Task prompt: Copy out the items below, from the line containing "point: framed photograph" through the end, with both ends included. Shift every coordinate in the answers by -78, and keep the requests unchanged.

»»

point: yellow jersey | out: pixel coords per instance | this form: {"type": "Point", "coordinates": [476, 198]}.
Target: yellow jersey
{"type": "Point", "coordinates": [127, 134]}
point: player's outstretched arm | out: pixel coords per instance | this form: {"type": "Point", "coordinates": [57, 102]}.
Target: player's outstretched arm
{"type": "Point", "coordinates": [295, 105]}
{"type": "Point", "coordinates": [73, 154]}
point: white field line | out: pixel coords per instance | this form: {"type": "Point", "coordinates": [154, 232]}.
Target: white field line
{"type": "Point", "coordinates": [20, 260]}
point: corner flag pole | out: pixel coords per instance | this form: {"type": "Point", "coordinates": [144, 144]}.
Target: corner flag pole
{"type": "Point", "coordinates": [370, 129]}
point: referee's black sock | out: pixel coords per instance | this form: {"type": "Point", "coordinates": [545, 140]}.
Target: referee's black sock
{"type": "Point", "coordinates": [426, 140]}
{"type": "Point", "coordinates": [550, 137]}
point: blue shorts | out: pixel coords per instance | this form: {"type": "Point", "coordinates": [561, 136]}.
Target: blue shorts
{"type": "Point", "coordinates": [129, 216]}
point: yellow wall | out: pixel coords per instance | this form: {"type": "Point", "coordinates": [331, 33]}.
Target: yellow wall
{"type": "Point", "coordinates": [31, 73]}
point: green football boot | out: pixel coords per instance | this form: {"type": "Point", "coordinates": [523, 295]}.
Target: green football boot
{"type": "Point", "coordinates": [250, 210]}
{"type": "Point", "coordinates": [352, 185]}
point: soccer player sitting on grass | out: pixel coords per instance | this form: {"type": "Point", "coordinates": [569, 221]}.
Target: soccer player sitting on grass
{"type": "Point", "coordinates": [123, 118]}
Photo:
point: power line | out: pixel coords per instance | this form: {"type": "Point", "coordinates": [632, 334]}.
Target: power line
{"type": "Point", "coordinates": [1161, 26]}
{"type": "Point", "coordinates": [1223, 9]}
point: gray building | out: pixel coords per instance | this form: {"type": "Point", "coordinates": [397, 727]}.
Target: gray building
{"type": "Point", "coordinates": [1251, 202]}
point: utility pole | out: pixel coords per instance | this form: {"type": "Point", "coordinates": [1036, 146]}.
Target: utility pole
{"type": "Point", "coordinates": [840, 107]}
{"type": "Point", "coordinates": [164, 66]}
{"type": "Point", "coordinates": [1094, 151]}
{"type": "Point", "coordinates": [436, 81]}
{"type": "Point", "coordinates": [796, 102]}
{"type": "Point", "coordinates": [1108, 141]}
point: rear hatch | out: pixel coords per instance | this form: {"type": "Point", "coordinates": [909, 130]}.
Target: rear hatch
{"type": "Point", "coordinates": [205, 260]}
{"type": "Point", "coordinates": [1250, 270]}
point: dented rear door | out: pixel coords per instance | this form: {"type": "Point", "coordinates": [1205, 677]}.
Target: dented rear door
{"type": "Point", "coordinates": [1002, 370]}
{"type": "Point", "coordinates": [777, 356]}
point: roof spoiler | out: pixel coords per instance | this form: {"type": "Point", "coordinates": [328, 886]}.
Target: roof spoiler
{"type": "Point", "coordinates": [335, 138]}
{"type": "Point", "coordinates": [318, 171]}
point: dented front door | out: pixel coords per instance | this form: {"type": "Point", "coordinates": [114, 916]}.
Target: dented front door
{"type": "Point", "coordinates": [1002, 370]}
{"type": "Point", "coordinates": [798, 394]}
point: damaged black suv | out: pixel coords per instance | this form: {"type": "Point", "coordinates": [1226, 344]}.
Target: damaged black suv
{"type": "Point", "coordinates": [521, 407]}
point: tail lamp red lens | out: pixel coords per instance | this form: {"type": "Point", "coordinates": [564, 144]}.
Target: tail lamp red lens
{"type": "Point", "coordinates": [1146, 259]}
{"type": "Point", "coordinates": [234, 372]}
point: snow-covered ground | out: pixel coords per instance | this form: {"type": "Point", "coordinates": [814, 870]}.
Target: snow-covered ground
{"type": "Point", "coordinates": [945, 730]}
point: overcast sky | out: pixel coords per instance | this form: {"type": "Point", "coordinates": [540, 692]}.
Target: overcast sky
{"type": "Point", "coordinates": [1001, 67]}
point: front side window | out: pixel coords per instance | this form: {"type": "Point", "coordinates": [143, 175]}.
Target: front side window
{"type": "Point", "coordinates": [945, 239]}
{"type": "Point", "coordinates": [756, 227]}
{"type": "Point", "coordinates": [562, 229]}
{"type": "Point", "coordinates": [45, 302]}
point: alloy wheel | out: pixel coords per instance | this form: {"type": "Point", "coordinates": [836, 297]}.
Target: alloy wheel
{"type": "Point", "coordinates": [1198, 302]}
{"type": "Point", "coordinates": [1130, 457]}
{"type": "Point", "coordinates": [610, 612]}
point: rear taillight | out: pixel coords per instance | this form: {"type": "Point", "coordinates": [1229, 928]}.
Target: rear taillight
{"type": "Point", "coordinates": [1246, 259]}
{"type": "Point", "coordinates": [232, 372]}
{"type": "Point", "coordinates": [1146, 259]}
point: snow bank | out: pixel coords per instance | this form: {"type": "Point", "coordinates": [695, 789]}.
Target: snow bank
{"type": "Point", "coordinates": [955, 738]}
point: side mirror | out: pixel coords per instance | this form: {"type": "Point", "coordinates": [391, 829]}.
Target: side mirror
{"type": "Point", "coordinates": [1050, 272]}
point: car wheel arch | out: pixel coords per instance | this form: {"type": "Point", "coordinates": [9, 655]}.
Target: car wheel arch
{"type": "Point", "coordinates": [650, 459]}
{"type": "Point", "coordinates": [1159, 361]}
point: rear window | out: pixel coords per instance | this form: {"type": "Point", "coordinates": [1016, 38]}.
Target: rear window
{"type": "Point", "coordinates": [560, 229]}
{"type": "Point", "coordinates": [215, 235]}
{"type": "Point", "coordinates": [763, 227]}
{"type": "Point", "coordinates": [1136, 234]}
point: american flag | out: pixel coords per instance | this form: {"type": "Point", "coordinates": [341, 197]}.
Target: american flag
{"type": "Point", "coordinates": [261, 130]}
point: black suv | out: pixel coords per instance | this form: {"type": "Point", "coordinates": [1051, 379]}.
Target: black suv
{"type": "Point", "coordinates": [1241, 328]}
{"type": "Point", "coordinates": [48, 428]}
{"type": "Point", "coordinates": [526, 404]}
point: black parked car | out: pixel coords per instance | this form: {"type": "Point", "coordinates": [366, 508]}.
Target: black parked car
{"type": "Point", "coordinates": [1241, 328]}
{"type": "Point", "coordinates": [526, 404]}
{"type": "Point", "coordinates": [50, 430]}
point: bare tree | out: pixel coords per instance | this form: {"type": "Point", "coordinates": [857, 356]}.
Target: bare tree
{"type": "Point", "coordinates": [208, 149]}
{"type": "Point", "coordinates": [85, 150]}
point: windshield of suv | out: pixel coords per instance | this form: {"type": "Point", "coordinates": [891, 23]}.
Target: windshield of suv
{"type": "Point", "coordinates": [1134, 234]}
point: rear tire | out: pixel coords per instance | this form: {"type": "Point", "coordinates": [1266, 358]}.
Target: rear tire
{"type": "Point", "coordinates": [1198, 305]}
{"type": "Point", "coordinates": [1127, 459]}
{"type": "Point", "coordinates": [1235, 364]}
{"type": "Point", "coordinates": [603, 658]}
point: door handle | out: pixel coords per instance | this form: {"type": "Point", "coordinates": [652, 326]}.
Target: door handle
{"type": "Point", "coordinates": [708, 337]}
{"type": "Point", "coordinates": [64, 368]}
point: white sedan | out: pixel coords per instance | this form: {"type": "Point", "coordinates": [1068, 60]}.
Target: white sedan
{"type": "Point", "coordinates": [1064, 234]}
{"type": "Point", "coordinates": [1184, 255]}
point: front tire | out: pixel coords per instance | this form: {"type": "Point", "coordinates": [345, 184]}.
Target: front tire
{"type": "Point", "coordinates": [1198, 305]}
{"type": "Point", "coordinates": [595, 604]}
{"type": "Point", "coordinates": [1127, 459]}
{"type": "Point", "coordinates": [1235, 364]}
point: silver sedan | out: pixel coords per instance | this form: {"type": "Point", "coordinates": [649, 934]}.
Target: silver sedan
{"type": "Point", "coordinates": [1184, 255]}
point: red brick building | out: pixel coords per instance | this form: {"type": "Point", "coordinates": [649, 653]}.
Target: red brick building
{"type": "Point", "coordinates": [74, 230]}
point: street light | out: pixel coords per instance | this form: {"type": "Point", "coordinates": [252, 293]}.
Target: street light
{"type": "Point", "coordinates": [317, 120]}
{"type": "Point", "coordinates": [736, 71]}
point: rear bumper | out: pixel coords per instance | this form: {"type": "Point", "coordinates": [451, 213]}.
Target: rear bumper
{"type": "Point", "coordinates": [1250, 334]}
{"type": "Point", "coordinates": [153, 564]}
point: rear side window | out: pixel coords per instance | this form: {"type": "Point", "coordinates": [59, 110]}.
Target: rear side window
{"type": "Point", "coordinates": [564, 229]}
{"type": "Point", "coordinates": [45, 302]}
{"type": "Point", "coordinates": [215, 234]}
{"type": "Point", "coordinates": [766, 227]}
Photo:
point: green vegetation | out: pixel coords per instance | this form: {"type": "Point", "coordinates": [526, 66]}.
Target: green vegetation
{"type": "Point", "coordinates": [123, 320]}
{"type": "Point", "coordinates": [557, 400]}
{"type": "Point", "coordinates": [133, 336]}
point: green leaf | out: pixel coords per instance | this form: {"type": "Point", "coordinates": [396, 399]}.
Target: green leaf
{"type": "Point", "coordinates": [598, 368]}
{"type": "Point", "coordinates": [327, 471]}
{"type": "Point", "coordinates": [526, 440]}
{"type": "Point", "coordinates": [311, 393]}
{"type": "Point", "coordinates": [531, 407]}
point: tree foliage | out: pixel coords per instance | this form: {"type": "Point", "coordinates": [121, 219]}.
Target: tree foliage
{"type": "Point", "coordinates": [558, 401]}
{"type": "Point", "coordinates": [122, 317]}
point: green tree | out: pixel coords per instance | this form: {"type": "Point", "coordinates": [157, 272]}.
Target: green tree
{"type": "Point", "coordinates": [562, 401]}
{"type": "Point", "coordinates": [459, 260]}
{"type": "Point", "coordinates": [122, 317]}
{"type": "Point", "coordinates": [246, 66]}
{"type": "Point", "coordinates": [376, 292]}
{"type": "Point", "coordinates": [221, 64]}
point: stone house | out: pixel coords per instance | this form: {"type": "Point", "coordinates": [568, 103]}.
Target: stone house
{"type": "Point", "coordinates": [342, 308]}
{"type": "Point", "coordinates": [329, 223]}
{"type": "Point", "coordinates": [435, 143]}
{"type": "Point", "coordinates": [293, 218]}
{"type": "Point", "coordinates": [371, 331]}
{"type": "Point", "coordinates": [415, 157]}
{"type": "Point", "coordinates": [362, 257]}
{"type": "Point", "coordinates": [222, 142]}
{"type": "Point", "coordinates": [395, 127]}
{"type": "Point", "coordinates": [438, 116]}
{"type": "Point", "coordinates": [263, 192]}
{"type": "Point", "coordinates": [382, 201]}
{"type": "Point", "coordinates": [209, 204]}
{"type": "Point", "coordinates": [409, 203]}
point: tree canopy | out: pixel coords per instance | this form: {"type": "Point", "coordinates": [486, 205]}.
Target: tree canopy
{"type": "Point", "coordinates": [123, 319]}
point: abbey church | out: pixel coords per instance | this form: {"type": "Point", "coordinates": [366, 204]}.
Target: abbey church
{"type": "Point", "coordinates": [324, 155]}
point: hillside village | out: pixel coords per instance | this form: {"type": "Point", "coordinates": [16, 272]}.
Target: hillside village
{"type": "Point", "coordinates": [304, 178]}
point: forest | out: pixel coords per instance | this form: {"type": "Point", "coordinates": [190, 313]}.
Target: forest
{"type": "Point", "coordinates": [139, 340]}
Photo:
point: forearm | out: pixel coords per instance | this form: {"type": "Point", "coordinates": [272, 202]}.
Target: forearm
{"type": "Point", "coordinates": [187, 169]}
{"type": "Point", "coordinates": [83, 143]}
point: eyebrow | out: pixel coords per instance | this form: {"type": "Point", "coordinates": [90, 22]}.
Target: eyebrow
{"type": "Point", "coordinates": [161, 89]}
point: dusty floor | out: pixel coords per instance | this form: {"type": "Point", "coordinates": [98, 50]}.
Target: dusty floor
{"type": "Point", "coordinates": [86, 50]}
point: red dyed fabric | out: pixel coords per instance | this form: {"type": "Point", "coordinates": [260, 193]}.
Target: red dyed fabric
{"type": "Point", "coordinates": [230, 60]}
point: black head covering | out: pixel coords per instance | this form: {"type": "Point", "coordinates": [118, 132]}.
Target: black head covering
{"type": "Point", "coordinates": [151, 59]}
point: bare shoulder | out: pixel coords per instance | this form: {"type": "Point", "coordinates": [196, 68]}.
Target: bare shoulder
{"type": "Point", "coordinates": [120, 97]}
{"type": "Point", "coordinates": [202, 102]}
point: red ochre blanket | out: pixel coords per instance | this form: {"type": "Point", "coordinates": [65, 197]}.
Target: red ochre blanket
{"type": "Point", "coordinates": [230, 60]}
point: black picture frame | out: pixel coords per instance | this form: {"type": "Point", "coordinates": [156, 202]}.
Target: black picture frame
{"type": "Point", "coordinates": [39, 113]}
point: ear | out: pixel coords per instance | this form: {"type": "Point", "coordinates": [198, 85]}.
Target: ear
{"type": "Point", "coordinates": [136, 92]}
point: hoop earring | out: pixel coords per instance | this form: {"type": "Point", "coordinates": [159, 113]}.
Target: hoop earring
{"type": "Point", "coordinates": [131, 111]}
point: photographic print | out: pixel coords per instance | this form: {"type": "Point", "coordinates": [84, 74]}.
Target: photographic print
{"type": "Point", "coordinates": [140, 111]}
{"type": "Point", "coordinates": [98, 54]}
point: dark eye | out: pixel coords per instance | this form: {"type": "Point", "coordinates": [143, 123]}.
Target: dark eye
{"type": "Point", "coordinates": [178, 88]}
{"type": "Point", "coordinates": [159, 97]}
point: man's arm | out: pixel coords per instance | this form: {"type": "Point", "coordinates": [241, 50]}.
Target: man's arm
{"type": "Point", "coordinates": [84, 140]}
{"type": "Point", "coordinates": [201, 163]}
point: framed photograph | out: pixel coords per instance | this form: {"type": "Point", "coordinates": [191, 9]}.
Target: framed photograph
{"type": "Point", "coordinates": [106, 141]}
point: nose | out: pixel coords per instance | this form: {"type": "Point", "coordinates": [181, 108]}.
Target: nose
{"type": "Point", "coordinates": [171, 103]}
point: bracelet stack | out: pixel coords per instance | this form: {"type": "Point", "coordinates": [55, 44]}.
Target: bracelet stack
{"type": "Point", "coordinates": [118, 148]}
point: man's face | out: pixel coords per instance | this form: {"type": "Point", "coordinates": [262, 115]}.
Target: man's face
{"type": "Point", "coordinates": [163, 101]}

««

Answer to this task:
point: framed photograph | out: pixel coords per instance | this form: {"type": "Point", "coordinates": [191, 9]}.
Target: framed photograph
{"type": "Point", "coordinates": [28, 63]}
point: nose | out: pixel coords per instance | this form: {"type": "Point", "coordinates": [181, 108]}.
Target: nose
{"type": "Point", "coordinates": [93, 25]}
point: bracelet stack | out: pixel coords per instance | this form: {"type": "Point", "coordinates": [55, 44]}.
Target: bracelet stack
{"type": "Point", "coordinates": [40, 70]}
point: man's face | out: pixel coords per instance | this form: {"type": "Point", "coordinates": [262, 115]}.
Target: man's face
{"type": "Point", "coordinates": [85, 23]}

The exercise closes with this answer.